● Task requirements: Copy the lines of the material below, starting at the line containing "Could you point at the gray haired" and ending at the line containing "<point>1133,527</point>". Substitute "silver haired" for "gray haired" and leave everything else unchanged.

● Data for this task:
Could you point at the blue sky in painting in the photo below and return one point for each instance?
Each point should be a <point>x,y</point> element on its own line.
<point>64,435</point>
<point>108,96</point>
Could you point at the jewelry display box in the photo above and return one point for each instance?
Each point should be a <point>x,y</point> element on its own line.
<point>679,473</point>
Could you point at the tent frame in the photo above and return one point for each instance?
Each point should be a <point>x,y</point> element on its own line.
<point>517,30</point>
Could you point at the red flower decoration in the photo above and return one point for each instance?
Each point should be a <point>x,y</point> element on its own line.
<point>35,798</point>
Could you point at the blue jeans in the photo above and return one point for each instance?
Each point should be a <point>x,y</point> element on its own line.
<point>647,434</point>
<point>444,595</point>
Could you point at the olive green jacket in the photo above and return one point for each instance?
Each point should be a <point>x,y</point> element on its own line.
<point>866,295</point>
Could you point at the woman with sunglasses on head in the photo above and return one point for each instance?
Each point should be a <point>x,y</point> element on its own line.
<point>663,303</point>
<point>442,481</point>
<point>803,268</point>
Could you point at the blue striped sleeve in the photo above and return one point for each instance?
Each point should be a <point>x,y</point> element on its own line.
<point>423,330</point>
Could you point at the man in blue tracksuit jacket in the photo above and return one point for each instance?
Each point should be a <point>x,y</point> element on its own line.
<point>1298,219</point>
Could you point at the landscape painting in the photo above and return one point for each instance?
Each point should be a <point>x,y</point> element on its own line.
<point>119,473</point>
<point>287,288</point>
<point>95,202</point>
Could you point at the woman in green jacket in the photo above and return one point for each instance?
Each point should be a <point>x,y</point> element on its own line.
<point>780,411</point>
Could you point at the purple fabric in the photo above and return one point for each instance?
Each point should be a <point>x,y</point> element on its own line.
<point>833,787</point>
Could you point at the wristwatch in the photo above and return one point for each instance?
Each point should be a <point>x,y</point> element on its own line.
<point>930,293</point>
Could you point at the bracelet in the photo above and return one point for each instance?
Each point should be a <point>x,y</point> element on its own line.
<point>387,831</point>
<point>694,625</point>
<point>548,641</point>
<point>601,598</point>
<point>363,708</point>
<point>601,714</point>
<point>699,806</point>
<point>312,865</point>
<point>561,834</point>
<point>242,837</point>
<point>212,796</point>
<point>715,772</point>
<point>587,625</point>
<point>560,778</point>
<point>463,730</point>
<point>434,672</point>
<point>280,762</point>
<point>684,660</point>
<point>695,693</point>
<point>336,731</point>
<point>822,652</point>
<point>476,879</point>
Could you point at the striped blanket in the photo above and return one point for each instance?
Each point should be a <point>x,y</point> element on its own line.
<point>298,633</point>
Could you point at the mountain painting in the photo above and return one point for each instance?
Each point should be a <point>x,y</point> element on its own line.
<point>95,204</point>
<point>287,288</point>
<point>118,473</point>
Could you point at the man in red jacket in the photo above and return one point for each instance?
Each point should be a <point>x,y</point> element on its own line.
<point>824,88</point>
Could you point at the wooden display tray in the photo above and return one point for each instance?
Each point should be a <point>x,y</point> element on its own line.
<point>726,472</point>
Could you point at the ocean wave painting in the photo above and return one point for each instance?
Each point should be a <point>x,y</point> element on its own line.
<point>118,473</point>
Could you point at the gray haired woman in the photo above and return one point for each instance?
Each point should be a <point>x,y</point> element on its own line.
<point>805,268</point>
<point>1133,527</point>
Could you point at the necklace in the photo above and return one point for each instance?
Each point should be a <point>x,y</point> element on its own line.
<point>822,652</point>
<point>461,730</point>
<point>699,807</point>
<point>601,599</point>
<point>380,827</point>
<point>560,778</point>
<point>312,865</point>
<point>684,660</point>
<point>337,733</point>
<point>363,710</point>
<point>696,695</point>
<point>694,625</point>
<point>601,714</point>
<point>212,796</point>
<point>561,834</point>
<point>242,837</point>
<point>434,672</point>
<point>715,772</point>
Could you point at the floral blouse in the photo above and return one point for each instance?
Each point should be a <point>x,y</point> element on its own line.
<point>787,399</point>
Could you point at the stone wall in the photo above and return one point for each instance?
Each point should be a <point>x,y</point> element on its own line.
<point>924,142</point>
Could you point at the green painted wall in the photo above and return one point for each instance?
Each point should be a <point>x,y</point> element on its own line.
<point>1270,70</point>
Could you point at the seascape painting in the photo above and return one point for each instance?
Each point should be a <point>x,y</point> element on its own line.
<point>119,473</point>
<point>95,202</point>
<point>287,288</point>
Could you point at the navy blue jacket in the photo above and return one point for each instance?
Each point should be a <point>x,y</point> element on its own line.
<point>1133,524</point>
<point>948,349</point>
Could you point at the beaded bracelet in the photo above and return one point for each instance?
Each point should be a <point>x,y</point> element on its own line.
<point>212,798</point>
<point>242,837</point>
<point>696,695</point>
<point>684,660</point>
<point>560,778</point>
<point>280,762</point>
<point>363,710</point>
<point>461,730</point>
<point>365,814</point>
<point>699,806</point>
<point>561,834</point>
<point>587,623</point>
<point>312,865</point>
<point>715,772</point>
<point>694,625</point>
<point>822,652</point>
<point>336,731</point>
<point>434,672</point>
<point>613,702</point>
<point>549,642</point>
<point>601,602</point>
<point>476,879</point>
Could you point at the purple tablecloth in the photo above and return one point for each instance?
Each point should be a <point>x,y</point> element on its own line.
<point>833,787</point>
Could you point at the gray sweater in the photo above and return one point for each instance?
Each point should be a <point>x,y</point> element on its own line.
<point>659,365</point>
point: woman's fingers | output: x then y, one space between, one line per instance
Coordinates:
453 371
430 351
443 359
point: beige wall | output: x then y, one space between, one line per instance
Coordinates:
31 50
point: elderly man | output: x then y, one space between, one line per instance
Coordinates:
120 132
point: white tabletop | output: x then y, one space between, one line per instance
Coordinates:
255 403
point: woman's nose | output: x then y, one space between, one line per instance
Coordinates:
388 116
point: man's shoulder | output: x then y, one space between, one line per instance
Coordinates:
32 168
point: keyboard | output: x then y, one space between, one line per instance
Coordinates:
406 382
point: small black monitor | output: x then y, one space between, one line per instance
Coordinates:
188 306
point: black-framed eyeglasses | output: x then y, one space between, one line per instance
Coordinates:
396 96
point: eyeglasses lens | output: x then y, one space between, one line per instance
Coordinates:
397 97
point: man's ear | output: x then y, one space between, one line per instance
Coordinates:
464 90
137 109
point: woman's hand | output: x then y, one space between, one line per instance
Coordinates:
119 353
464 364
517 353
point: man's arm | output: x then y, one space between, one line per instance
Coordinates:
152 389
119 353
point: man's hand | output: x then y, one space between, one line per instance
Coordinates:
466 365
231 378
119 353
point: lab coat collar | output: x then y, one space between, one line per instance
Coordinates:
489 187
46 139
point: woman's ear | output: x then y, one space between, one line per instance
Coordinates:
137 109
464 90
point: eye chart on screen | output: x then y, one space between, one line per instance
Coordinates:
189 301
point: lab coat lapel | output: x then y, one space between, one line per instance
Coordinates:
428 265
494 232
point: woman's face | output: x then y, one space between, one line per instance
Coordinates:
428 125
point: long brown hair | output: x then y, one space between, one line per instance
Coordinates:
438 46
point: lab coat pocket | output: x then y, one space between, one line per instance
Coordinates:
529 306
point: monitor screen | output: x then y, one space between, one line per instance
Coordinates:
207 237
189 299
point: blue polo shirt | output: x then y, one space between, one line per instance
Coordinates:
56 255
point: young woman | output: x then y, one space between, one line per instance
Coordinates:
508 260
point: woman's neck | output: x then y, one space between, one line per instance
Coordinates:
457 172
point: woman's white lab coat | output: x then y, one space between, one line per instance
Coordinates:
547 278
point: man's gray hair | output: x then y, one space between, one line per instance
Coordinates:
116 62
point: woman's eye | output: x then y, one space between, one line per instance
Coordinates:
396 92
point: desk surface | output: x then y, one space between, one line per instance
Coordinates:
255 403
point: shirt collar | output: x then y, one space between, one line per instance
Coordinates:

● Task output:
Could you point at the silver haired woman in the photo above and return one point for each instance?
Each point should be a <point>x,y</point> element on its own line.
<point>805,268</point>
<point>1133,527</point>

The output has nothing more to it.